> Requirements: Copy nothing but the lines from the one containing "Target: green helmet" through the last line of the records, repeated exactly and without pictures.
»»
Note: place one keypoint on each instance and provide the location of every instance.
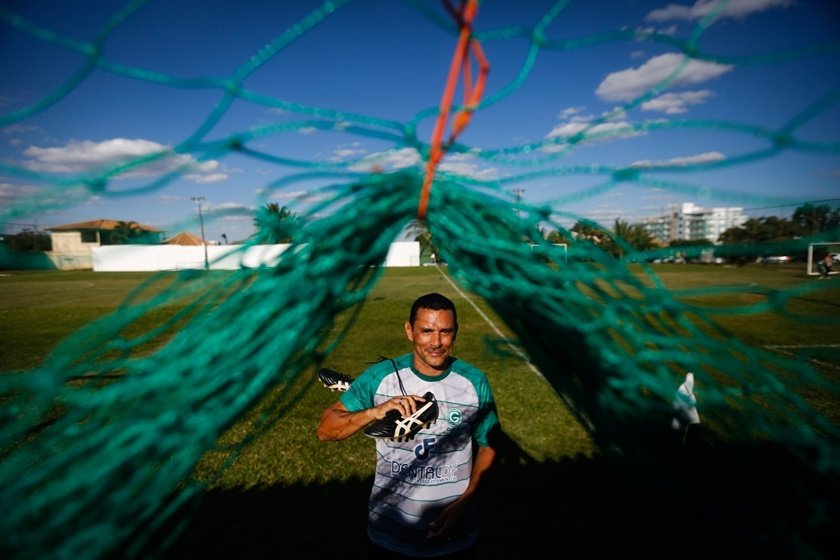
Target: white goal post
(563, 246)
(822, 247)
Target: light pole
(198, 199)
(518, 192)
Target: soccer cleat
(397, 428)
(334, 381)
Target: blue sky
(384, 63)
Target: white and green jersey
(416, 479)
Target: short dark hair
(434, 301)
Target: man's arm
(338, 423)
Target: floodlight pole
(198, 199)
(518, 192)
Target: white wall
(126, 258)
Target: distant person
(685, 408)
(423, 499)
(825, 265)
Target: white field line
(493, 326)
(785, 349)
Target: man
(422, 501)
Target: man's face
(433, 336)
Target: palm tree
(275, 224)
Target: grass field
(287, 495)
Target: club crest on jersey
(454, 416)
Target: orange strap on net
(472, 93)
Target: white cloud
(91, 157)
(682, 161)
(389, 160)
(631, 83)
(467, 165)
(701, 8)
(575, 124)
(675, 103)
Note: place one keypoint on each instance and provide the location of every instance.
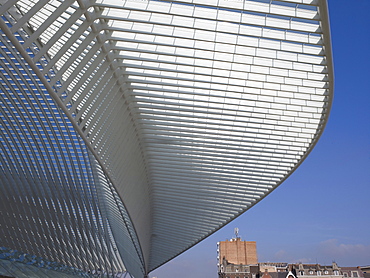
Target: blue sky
(322, 211)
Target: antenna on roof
(236, 232)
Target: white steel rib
(131, 130)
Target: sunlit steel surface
(131, 130)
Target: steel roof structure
(131, 130)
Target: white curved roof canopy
(188, 112)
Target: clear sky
(321, 213)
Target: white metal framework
(131, 130)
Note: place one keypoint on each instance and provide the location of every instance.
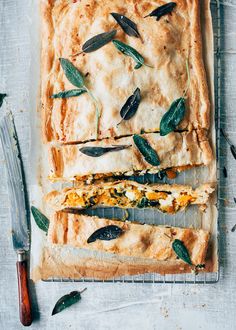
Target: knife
(20, 229)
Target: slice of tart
(124, 156)
(170, 46)
(126, 238)
(130, 194)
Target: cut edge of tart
(130, 194)
(176, 150)
(132, 240)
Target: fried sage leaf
(162, 10)
(99, 151)
(181, 251)
(70, 93)
(131, 105)
(66, 301)
(77, 79)
(2, 97)
(40, 219)
(98, 41)
(130, 51)
(146, 150)
(128, 26)
(105, 234)
(232, 147)
(172, 117)
(72, 73)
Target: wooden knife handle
(23, 291)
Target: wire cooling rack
(150, 216)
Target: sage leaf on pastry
(66, 301)
(2, 97)
(162, 10)
(97, 42)
(128, 26)
(173, 116)
(76, 78)
(70, 93)
(105, 233)
(146, 150)
(130, 107)
(130, 51)
(181, 251)
(99, 151)
(40, 219)
(72, 73)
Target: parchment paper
(65, 262)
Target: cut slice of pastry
(178, 150)
(166, 45)
(130, 194)
(126, 238)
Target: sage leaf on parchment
(181, 251)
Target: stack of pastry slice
(124, 92)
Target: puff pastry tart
(126, 238)
(179, 150)
(166, 45)
(130, 194)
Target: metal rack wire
(201, 278)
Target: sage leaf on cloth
(99, 151)
(146, 150)
(172, 117)
(162, 10)
(105, 234)
(2, 97)
(66, 301)
(181, 251)
(128, 26)
(130, 51)
(70, 93)
(40, 219)
(130, 107)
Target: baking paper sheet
(64, 262)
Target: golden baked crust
(137, 240)
(168, 43)
(174, 150)
(130, 194)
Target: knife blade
(20, 228)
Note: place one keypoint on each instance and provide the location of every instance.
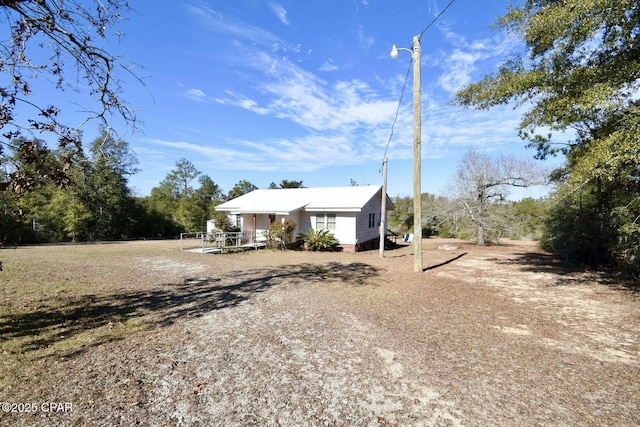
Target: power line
(437, 17)
(406, 78)
(395, 119)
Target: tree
(285, 183)
(57, 41)
(103, 188)
(242, 187)
(582, 73)
(481, 180)
(177, 200)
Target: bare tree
(482, 180)
(61, 42)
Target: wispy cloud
(195, 95)
(234, 28)
(280, 12)
(460, 67)
(328, 66)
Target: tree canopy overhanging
(580, 72)
(60, 42)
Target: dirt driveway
(503, 335)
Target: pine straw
(141, 333)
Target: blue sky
(306, 90)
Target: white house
(351, 214)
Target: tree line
(578, 72)
(96, 203)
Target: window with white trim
(326, 222)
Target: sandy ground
(502, 335)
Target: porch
(219, 241)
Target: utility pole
(417, 151)
(383, 213)
(417, 155)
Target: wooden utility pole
(383, 213)
(417, 155)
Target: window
(331, 222)
(326, 222)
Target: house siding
(354, 230)
(368, 237)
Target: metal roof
(285, 201)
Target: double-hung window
(325, 221)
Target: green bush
(280, 235)
(318, 240)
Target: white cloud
(328, 66)
(280, 12)
(195, 94)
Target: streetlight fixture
(417, 151)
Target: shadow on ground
(567, 273)
(162, 304)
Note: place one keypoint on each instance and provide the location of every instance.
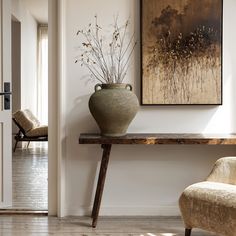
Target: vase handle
(97, 87)
(129, 87)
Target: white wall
(143, 180)
(28, 55)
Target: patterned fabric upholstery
(211, 205)
(30, 124)
(38, 132)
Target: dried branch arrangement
(107, 60)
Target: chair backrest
(25, 120)
(224, 171)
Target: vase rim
(114, 85)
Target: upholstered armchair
(211, 205)
(30, 128)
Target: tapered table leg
(101, 181)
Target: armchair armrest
(224, 171)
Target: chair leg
(188, 232)
(15, 146)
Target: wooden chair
(30, 128)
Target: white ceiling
(38, 9)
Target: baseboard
(126, 211)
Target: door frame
(56, 114)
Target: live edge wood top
(151, 139)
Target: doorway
(29, 89)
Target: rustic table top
(162, 138)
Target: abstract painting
(181, 52)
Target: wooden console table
(145, 139)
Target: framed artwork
(181, 52)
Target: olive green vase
(113, 106)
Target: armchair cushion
(26, 120)
(211, 205)
(38, 132)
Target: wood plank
(152, 139)
(80, 226)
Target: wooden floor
(107, 226)
(30, 179)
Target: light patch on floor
(30, 179)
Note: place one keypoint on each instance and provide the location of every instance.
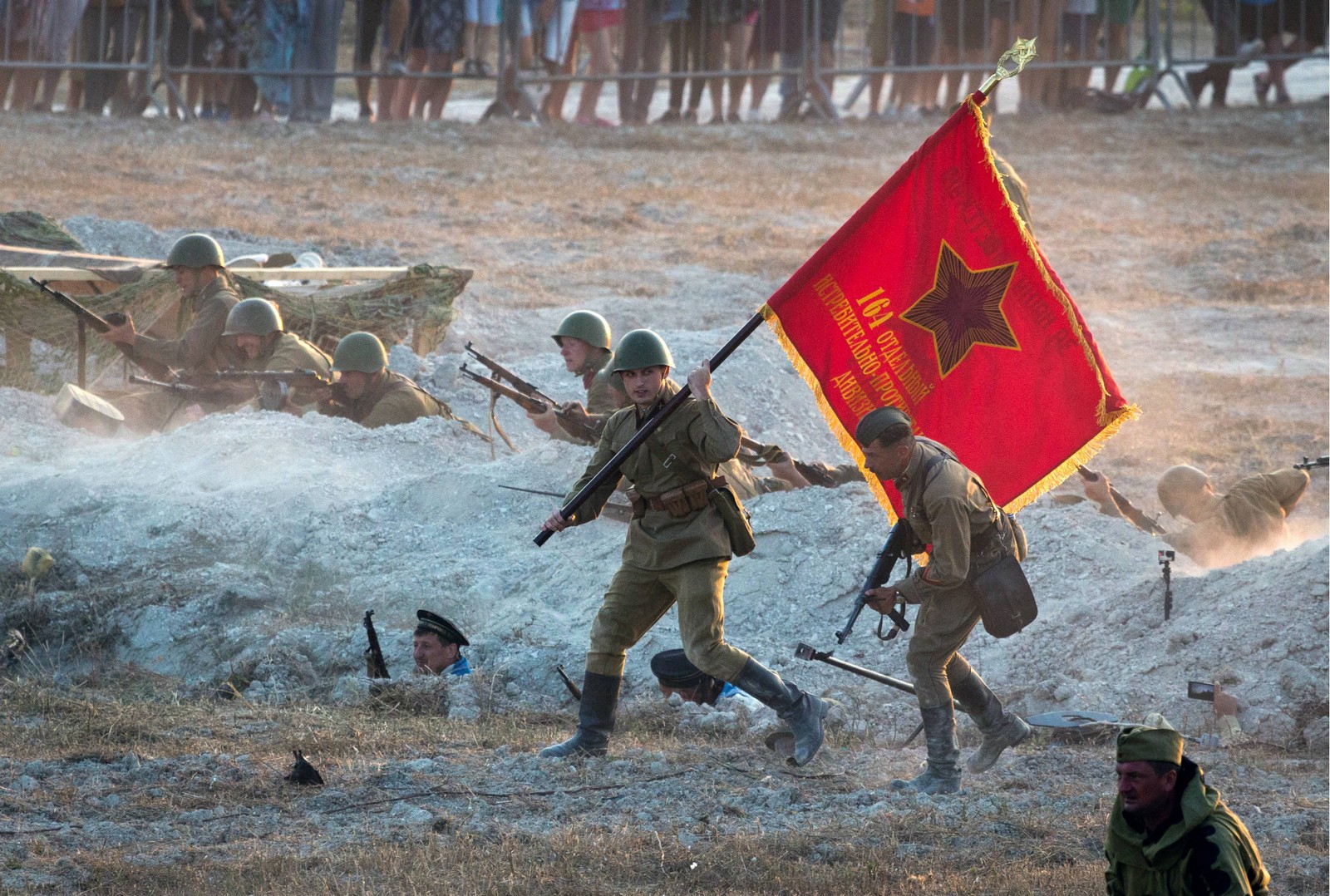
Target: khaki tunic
(199, 323)
(667, 560)
(392, 401)
(948, 508)
(292, 352)
(685, 448)
(1249, 521)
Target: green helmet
(196, 250)
(587, 326)
(642, 348)
(254, 317)
(361, 352)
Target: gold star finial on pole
(1021, 52)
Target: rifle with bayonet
(901, 545)
(529, 396)
(101, 325)
(612, 510)
(374, 665)
(1132, 514)
(274, 387)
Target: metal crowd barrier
(241, 57)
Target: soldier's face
(249, 345)
(1143, 791)
(888, 463)
(575, 352)
(431, 654)
(644, 385)
(356, 383)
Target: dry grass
(995, 846)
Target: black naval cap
(673, 669)
(447, 632)
(889, 421)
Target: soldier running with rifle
(948, 507)
(678, 548)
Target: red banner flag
(935, 298)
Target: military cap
(675, 670)
(889, 421)
(1150, 745)
(447, 632)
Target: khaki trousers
(942, 627)
(638, 598)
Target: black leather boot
(801, 710)
(1001, 729)
(595, 720)
(942, 774)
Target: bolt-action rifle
(101, 325)
(374, 665)
(276, 386)
(1132, 514)
(901, 545)
(529, 396)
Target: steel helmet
(587, 326)
(254, 317)
(1179, 487)
(642, 348)
(196, 250)
(361, 352)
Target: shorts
(879, 32)
(559, 29)
(914, 39)
(829, 19)
(442, 24)
(369, 17)
(1119, 12)
(780, 27)
(186, 47)
(729, 12)
(592, 20)
(483, 12)
(1079, 32)
(963, 24)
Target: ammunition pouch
(733, 514)
(677, 501)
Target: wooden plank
(71, 274)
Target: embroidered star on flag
(934, 298)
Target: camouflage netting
(416, 308)
(35, 230)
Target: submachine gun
(901, 545)
(374, 665)
(527, 396)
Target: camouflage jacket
(1204, 851)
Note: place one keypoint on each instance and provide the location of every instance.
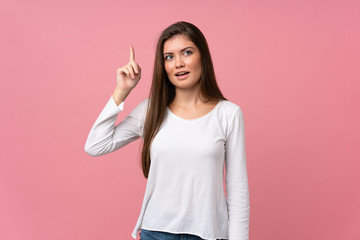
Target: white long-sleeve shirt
(184, 191)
««
> Result of the exercise:
Target: green helmet
(196, 250)
(587, 326)
(642, 348)
(254, 317)
(361, 352)
Target: gold star finial on pole
(1021, 52)
Target: rifle with bayonet
(901, 545)
(529, 396)
(101, 325)
(612, 510)
(374, 665)
(1132, 514)
(274, 387)
Target: metal crowd barrier
(241, 57)
Target: soldier's face
(249, 345)
(1143, 791)
(888, 463)
(575, 352)
(431, 654)
(644, 385)
(356, 383)
Target: dry grass
(995, 846)
Target: black naval cap
(673, 669)
(447, 632)
(889, 421)
Target: soldier running with rifle
(948, 507)
(678, 548)
Target: red banner flag
(935, 298)
Target: military cap
(675, 670)
(889, 421)
(1150, 745)
(447, 632)
Target: khaki trousers
(942, 627)
(638, 598)
Target: black leather boot
(801, 710)
(1001, 729)
(595, 720)
(942, 774)
Target: bolt-action rifle
(101, 325)
(374, 665)
(276, 386)
(1132, 514)
(901, 545)
(529, 396)
Target: steel helmet
(587, 326)
(254, 317)
(1179, 487)
(642, 348)
(196, 250)
(361, 352)
Target: shorts
(879, 32)
(559, 29)
(914, 39)
(829, 19)
(442, 24)
(369, 17)
(1119, 12)
(780, 27)
(186, 47)
(729, 12)
(592, 20)
(483, 12)
(1079, 32)
(963, 24)
Target: ammunition pouch
(733, 514)
(677, 501)
Target: wooden plank
(71, 274)
Target: embroidered star on flag
(934, 298)
Target: camouflage netting
(416, 308)
(35, 230)
Target: submachine gun
(901, 545)
(374, 665)
(527, 396)
Target: camouflage jacket
(1204, 851)
Note: place one keypoint on each instance and provide the location of every instance.
Target: white long-sleeve shirt
(184, 191)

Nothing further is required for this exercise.